**What you are asked to do**.
Copy the stretch of the Manchester attack report from "She said she" through "looking for her.", substituting "souvenirs" for "merchandise".

**Page extract**.

*-*-*

People outside the concert hall were visibly upset as a cacophony of sirens was heard and police and ambulance vehicles arrived at the scene.

Erin McDougle, 20, from Newcastle, said: “There was a loud bang at the end of the concert. The lights were already on so we knew it wasn’t part of the show. At first we thought it was a bomb. There was a lot of smoke. People started running out. When we got outside the arena there were dozens of police vans and quite a few ambulances.”

A group of young men from Sheffield said they had seen at least five people covered in blood and others being carried out by bouncers.

A mother, at the concert with her two daughters, described seeing a man she believes to have been the suicide bomber. Emma Johnson told BBC Radio 5 Live: “I turned and saw [a] bright red top in the crowd with a grey panel down the front with risen bits all over it. It was that which stood out because it was so intense among the crowds of people. As quick as I saw it the explosion happened.”

She said she was 15ft (4.5 metres) away. “It happened near where they sell the merchandise,” said Johnson. “There were dead bodies everywhere. I saw the remains of the torso and the remains of the body.”

Charlotte Campbell said she last heard from her 15-year-old daughter Olivia at 8.30pm on Monday, shortly before Grande went on stage, and was frantically trying to find her.

“Her dad is actually in Manchester looking for her,” she told BBC Radio 4’s Today programme. “I’ve got friends out looking for her, I’ve got people I don’t even know out looking for her.

“I’ve got people messaging me saying: ‘Look, we’ve got her photo and we’re out looking for her – we’ll get in contact with you if we see her’. I’m just hearing nothing – her phone’s dead.”

People in Manchester rallied round to help people caught up in the attack. Sikh temples and hotels offered refuge and some locals opened up their homes. Some taxi drivers waived their fares.

The attack happened despite years of warnings and tightening of security, especially around crowded paces. Investigators will want to find out the reason for the attack, where the material for the suspected device was bought and how it was designed.

Since the attack on London in 2005, measures have been put in place to restrict the purchase of materials that can be used to make homemade explosives.

The Manchester attack came after weeks of heightened activity and disrupted plots by police and MI5. In March, four people and the attacker died after an attack in Westminster, central London, which targeted the Houses of Parliament.

*-*-*

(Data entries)
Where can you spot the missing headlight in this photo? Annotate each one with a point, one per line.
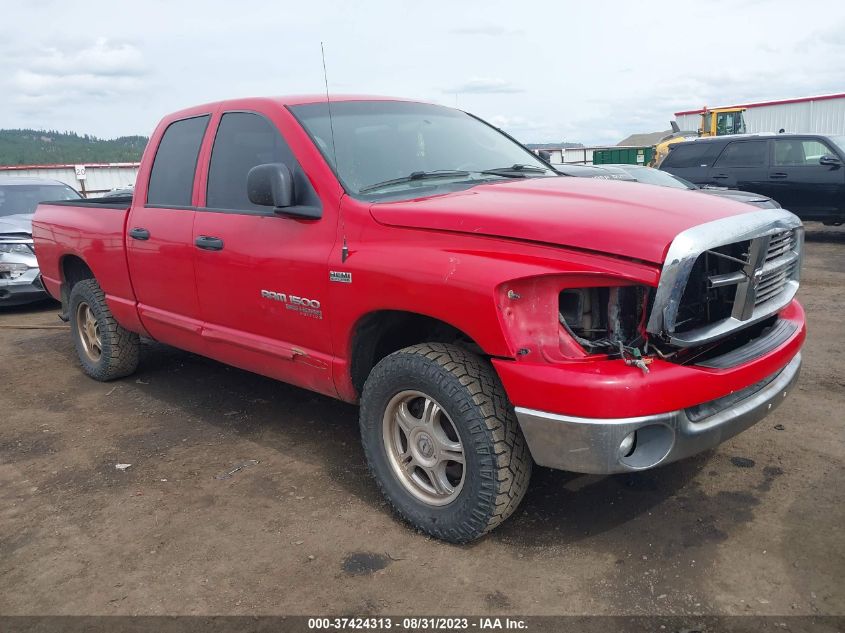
(599, 319)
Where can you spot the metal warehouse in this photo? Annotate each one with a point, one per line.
(92, 179)
(823, 114)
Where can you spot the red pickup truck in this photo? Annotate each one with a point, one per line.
(486, 312)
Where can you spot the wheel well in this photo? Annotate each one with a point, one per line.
(379, 334)
(74, 270)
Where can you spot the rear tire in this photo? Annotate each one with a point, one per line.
(106, 350)
(442, 441)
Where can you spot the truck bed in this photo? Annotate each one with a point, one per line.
(75, 235)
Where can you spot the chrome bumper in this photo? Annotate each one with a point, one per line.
(594, 445)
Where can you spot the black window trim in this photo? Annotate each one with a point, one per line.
(767, 162)
(156, 205)
(822, 140)
(252, 212)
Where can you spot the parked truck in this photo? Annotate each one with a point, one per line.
(487, 313)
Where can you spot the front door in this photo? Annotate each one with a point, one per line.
(262, 277)
(742, 165)
(801, 183)
(160, 238)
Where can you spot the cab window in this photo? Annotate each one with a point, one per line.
(172, 175)
(688, 155)
(792, 152)
(244, 140)
(743, 154)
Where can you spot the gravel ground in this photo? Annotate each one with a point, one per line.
(754, 527)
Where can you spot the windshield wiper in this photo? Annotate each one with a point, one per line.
(515, 171)
(416, 175)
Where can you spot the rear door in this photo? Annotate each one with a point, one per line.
(262, 277)
(742, 164)
(801, 183)
(160, 238)
(691, 160)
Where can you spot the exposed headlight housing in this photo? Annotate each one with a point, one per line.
(570, 317)
(16, 248)
(12, 269)
(602, 318)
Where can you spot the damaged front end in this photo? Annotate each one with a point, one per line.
(20, 278)
(720, 292)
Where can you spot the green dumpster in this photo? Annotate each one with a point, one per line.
(623, 156)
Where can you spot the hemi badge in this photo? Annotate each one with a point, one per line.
(340, 277)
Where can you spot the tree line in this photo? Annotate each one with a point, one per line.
(40, 147)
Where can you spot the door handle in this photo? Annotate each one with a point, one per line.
(207, 243)
(139, 234)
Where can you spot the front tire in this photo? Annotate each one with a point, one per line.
(106, 350)
(442, 441)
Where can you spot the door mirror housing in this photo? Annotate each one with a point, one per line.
(270, 185)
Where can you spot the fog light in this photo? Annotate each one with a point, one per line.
(628, 444)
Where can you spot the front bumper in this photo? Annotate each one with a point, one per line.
(23, 289)
(593, 445)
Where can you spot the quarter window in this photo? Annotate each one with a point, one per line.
(244, 140)
(688, 155)
(800, 152)
(172, 175)
(743, 154)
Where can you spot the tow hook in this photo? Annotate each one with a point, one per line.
(634, 358)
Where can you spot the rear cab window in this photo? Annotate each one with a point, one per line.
(172, 175)
(245, 140)
(744, 154)
(689, 155)
(799, 152)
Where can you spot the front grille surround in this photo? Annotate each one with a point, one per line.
(757, 272)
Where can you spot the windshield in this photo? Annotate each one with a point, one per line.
(651, 176)
(400, 148)
(840, 142)
(24, 198)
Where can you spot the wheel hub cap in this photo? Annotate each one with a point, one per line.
(425, 445)
(423, 448)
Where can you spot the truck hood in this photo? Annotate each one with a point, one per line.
(19, 223)
(617, 218)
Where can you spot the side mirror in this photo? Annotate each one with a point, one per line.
(270, 185)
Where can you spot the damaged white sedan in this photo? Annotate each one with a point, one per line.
(20, 278)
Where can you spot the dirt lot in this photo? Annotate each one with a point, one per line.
(754, 527)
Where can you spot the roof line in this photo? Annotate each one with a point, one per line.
(839, 95)
(65, 166)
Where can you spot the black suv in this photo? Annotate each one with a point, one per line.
(803, 172)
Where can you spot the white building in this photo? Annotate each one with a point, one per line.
(91, 180)
(824, 114)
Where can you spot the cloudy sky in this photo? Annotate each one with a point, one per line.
(592, 72)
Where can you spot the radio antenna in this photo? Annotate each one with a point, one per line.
(344, 252)
(329, 106)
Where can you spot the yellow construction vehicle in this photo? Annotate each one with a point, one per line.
(715, 122)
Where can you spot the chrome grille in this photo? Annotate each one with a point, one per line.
(780, 265)
(711, 286)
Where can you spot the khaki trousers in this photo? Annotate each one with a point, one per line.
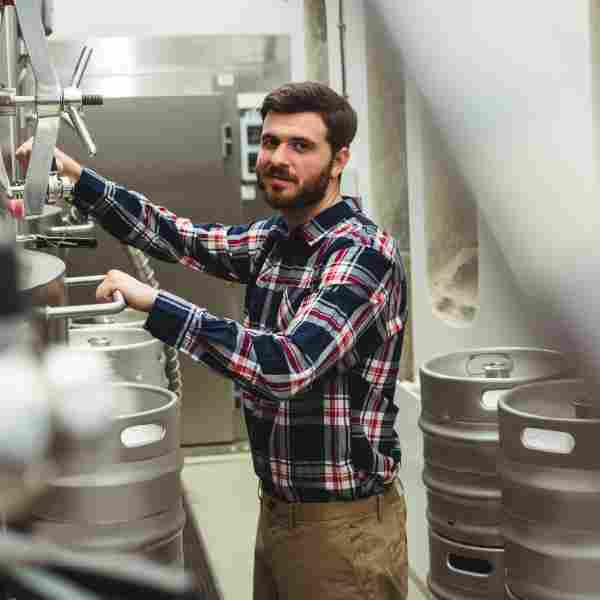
(329, 551)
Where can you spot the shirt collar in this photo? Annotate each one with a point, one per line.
(324, 222)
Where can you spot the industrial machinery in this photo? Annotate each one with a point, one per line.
(125, 437)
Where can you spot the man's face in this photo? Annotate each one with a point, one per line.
(295, 166)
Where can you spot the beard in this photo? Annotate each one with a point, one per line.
(309, 194)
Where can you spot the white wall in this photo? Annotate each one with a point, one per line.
(357, 175)
(74, 19)
(510, 87)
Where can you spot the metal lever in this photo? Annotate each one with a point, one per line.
(71, 111)
(50, 102)
(82, 130)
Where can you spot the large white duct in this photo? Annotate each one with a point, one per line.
(510, 85)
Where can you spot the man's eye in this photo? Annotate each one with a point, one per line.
(300, 146)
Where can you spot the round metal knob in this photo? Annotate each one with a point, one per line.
(99, 342)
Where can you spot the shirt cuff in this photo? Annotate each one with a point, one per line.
(170, 318)
(90, 188)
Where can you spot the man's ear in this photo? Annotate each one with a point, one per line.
(340, 161)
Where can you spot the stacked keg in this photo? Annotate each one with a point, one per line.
(459, 421)
(132, 503)
(550, 475)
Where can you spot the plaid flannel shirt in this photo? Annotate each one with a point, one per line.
(316, 359)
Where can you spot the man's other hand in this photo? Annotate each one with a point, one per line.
(138, 295)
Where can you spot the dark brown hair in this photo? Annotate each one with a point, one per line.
(311, 96)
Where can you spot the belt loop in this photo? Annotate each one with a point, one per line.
(291, 515)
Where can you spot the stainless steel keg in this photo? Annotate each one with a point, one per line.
(459, 394)
(43, 287)
(134, 354)
(463, 572)
(128, 318)
(550, 475)
(134, 503)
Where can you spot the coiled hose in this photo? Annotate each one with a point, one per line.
(145, 273)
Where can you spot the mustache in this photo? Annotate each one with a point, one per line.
(279, 173)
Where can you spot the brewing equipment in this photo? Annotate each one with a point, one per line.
(132, 504)
(550, 474)
(134, 354)
(460, 395)
(460, 571)
(44, 287)
(127, 318)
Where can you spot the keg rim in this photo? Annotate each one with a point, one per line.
(111, 329)
(425, 368)
(174, 401)
(503, 404)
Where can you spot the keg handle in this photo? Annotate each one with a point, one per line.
(165, 422)
(547, 440)
(469, 566)
(151, 432)
(501, 368)
(85, 310)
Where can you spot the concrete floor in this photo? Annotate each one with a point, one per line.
(222, 491)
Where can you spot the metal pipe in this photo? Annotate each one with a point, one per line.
(11, 54)
(342, 28)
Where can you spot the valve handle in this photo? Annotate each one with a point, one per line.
(82, 130)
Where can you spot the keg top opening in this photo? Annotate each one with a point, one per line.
(514, 364)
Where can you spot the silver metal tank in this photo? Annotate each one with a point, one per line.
(463, 572)
(550, 474)
(43, 287)
(134, 354)
(133, 504)
(459, 395)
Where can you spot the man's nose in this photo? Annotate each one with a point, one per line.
(280, 155)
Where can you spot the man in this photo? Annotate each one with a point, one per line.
(316, 359)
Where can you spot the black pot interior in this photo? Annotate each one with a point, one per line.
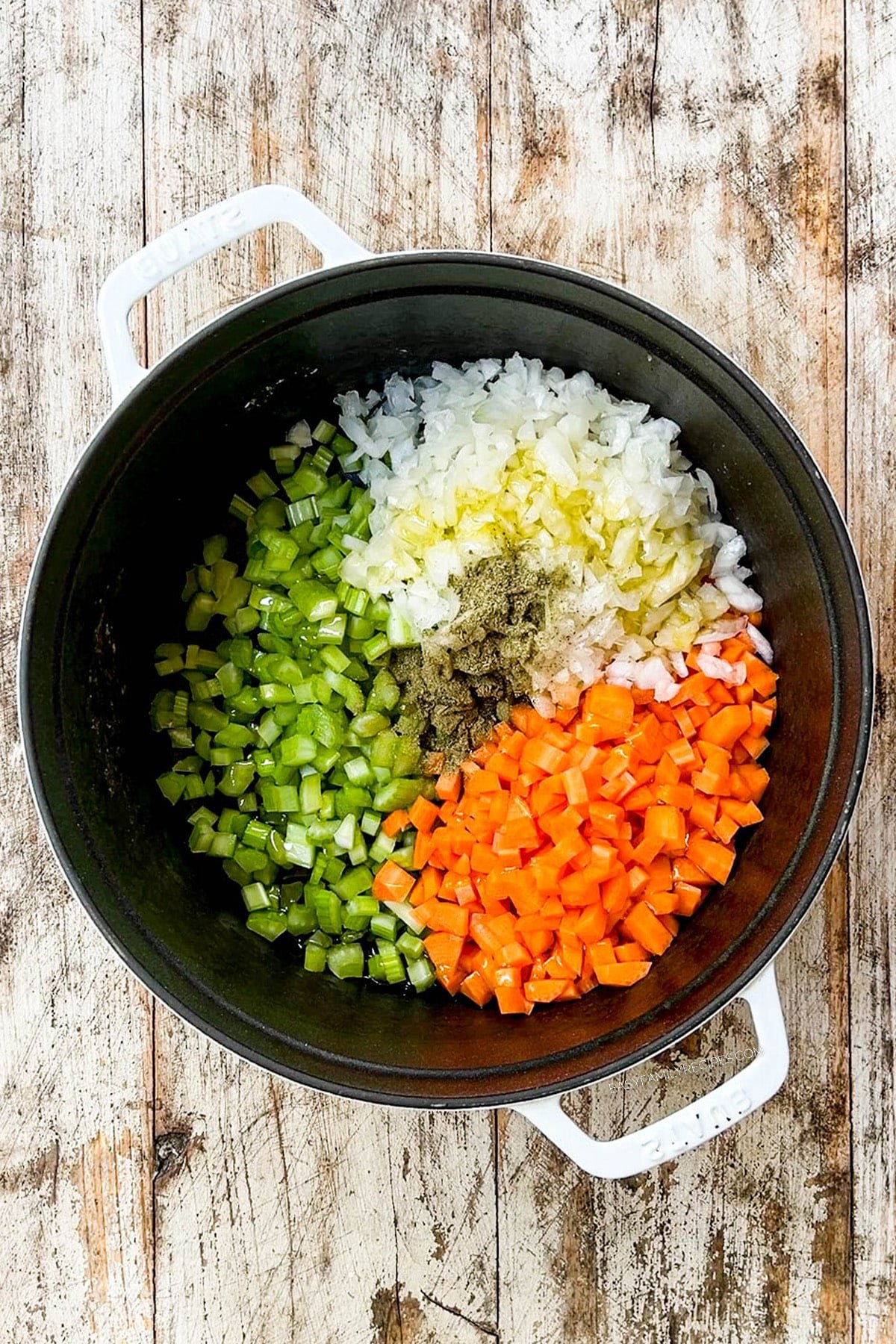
(159, 477)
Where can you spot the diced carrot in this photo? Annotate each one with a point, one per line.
(600, 953)
(476, 988)
(536, 940)
(744, 813)
(642, 925)
(688, 897)
(667, 827)
(610, 709)
(448, 786)
(662, 902)
(444, 951)
(395, 823)
(391, 882)
(422, 813)
(449, 918)
(621, 974)
(715, 859)
(591, 924)
(703, 812)
(761, 678)
(755, 779)
(541, 756)
(727, 725)
(511, 999)
(544, 991)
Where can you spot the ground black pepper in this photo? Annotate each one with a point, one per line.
(460, 683)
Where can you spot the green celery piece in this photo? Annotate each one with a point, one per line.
(214, 549)
(297, 750)
(398, 793)
(200, 611)
(421, 974)
(410, 945)
(393, 964)
(346, 833)
(172, 785)
(375, 647)
(230, 679)
(307, 480)
(385, 694)
(354, 883)
(300, 920)
(223, 846)
(279, 797)
(370, 823)
(328, 909)
(346, 961)
(309, 793)
(324, 432)
(370, 725)
(257, 897)
(200, 838)
(237, 779)
(269, 924)
(314, 957)
(261, 485)
(385, 925)
(255, 833)
(408, 759)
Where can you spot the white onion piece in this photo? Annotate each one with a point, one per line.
(732, 673)
(761, 644)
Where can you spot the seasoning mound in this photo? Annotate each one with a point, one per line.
(462, 678)
(467, 463)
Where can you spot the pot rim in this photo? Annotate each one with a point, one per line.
(697, 1018)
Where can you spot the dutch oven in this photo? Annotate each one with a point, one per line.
(105, 589)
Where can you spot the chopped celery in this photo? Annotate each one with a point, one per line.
(314, 957)
(410, 945)
(383, 925)
(421, 974)
(257, 897)
(269, 924)
(300, 920)
(346, 961)
(290, 719)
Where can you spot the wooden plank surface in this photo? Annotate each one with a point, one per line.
(695, 154)
(871, 253)
(159, 1187)
(347, 1222)
(75, 1058)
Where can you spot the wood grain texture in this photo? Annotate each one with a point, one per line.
(347, 1222)
(75, 1062)
(695, 154)
(871, 141)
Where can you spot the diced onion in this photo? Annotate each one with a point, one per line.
(470, 461)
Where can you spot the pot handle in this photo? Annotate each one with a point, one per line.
(195, 238)
(692, 1125)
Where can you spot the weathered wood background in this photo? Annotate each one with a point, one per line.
(731, 161)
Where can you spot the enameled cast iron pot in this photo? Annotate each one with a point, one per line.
(107, 588)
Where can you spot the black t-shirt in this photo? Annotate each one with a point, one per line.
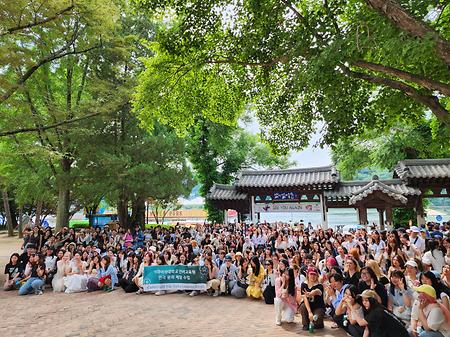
(379, 289)
(318, 300)
(354, 280)
(13, 270)
(384, 324)
(34, 270)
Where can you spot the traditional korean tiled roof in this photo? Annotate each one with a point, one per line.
(319, 177)
(225, 192)
(347, 189)
(423, 169)
(377, 185)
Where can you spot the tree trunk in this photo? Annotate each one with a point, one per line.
(37, 220)
(403, 20)
(122, 212)
(62, 212)
(20, 228)
(9, 222)
(138, 212)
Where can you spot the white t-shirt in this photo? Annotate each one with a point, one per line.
(419, 242)
(376, 248)
(435, 317)
(436, 258)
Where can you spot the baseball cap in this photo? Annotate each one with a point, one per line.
(415, 229)
(411, 263)
(426, 289)
(368, 293)
(311, 270)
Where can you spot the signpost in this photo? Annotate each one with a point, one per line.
(177, 277)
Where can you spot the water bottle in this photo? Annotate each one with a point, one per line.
(345, 321)
(311, 327)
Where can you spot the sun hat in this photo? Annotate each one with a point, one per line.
(368, 293)
(426, 289)
(426, 260)
(415, 229)
(312, 270)
(411, 263)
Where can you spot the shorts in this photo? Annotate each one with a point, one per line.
(104, 278)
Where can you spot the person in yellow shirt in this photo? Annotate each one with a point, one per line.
(256, 277)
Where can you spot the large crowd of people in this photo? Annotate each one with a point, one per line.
(369, 282)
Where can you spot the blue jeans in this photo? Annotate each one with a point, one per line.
(33, 284)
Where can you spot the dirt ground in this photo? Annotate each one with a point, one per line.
(120, 314)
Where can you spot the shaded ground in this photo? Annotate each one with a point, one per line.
(119, 314)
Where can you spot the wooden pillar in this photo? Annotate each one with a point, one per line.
(381, 218)
(225, 217)
(420, 213)
(252, 210)
(389, 216)
(362, 215)
(323, 212)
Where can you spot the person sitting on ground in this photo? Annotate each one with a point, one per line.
(76, 279)
(228, 274)
(313, 307)
(428, 318)
(350, 307)
(334, 295)
(13, 273)
(240, 288)
(400, 297)
(35, 278)
(212, 283)
(285, 302)
(126, 282)
(269, 283)
(370, 281)
(107, 275)
(442, 291)
(62, 270)
(256, 277)
(378, 321)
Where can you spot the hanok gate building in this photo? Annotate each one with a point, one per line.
(319, 189)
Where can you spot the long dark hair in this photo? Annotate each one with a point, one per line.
(108, 261)
(371, 273)
(255, 260)
(291, 285)
(399, 274)
(436, 284)
(18, 257)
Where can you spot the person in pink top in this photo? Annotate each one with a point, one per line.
(128, 239)
(285, 303)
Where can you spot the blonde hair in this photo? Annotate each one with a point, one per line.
(375, 267)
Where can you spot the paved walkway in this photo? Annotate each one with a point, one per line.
(119, 314)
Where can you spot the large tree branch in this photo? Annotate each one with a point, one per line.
(49, 58)
(267, 64)
(37, 22)
(404, 75)
(432, 102)
(47, 127)
(407, 23)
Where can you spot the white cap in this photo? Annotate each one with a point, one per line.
(411, 263)
(415, 229)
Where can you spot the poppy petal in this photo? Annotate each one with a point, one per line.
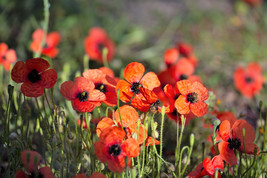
(46, 172)
(50, 52)
(94, 75)
(83, 106)
(97, 95)
(38, 35)
(199, 109)
(169, 92)
(224, 130)
(185, 87)
(97, 175)
(3, 48)
(80, 176)
(38, 64)
(131, 147)
(151, 141)
(249, 148)
(227, 154)
(66, 89)
(125, 91)
(19, 72)
(49, 78)
(128, 114)
(150, 81)
(201, 91)
(140, 103)
(32, 89)
(182, 105)
(11, 56)
(52, 39)
(134, 72)
(103, 124)
(149, 95)
(20, 174)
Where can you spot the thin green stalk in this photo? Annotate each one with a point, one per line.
(161, 138)
(118, 105)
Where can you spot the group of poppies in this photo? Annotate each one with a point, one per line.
(175, 91)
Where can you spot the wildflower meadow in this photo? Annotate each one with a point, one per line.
(103, 89)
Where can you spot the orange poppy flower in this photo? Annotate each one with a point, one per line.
(34, 76)
(182, 69)
(112, 148)
(171, 56)
(253, 2)
(94, 175)
(82, 94)
(166, 77)
(150, 141)
(249, 81)
(51, 41)
(133, 75)
(208, 167)
(103, 83)
(192, 98)
(96, 41)
(7, 56)
(232, 138)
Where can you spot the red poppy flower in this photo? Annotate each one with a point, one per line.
(95, 42)
(82, 94)
(35, 76)
(171, 56)
(182, 70)
(31, 161)
(249, 81)
(113, 148)
(253, 2)
(192, 98)
(151, 141)
(232, 138)
(51, 41)
(133, 75)
(103, 83)
(208, 167)
(7, 56)
(94, 175)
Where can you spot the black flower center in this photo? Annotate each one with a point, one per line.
(115, 150)
(45, 45)
(100, 47)
(101, 87)
(135, 87)
(155, 106)
(249, 79)
(3, 57)
(83, 96)
(34, 76)
(36, 175)
(183, 77)
(192, 97)
(234, 143)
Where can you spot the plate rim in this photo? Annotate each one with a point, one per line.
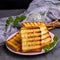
(20, 53)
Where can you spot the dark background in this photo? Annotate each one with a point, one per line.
(14, 4)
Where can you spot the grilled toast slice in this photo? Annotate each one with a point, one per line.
(14, 42)
(34, 36)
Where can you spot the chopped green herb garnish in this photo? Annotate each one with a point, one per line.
(9, 20)
(16, 21)
(49, 47)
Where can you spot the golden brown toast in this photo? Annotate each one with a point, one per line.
(30, 39)
(31, 24)
(14, 42)
(34, 36)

*-*-*

**Your response**.
She said she was 15ft (4.5 metres) away. “It happened near where they sell the souvenirs,” said Johnson. “There were dead bodies everywhere. I saw the remains of the torso and the remains of the body.”

Charlotte Campbell said she last heard from her 15-year-old daughter Olivia at 8.30pm on Monday, shortly before Grande went on stage, and was frantically trying to find her.

“Her dad is actually in Manchester looking for her,” she told BBC Radio 4’s Today programme. “I’ve got friends out looking for her, I’ve got people I don’t even know out looking for her.